• Objective: Copy each line of the material below word for word, with no changes.

• Exercise input:

__________________________________________________

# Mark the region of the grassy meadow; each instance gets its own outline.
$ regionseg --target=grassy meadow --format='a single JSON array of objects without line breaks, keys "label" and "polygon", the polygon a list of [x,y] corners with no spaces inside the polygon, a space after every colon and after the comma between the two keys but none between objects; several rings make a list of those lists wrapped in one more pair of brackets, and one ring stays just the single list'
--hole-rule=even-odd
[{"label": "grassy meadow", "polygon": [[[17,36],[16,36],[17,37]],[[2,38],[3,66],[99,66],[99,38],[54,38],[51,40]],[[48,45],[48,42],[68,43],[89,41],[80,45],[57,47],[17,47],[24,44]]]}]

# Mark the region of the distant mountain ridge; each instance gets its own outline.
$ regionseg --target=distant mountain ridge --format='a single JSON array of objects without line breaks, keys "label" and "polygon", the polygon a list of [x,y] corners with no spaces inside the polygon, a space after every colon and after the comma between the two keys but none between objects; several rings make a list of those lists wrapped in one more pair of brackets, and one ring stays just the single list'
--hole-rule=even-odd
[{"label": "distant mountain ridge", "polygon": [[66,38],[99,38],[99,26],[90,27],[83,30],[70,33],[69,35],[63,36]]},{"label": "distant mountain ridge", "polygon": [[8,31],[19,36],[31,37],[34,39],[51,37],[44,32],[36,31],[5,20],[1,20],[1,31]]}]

__________________________________________________

• Result of this task:
# Mark the region of the grassy meadow; each instance gets its own outline.
$ regionseg --target=grassy meadow --format='a single JSON array of objects without line breaks, keys "label" and "polygon", the polygon a list of [x,y] corners with no spaces inside the polygon, a space after every colon and after the comma between the two keys but none between objects; several rings make a list of those lists wrapped in one more pair of brackets, and one ring stays just the single list'
--hole-rule=even-odd
[{"label": "grassy meadow", "polygon": [[[17,36],[16,36],[17,37]],[[2,38],[3,66],[99,66],[99,38],[54,38],[51,40]],[[48,45],[48,42],[68,43],[89,41],[80,45],[57,47],[17,47],[24,44]]]}]

# Mark the region of the distant mountain ridge; each instance gets its own outline.
$ regionseg --target=distant mountain ridge --format='a single JSON array of objects without line breaks, keys "label" and "polygon", the polygon a list of [x,y] corners with no spaces inside the polygon, a space after every colon and after the comma between the two keys but none between objects; several rings make a list of those lists wrapped in one more pair of brackets, and one ring stays just the single list'
--hole-rule=even-odd
[{"label": "distant mountain ridge", "polygon": [[66,38],[99,38],[99,26],[90,27],[83,30],[70,33],[69,35],[63,36]]},{"label": "distant mountain ridge", "polygon": [[8,31],[19,36],[31,37],[34,39],[51,37],[44,32],[36,31],[5,20],[1,20],[1,31]]}]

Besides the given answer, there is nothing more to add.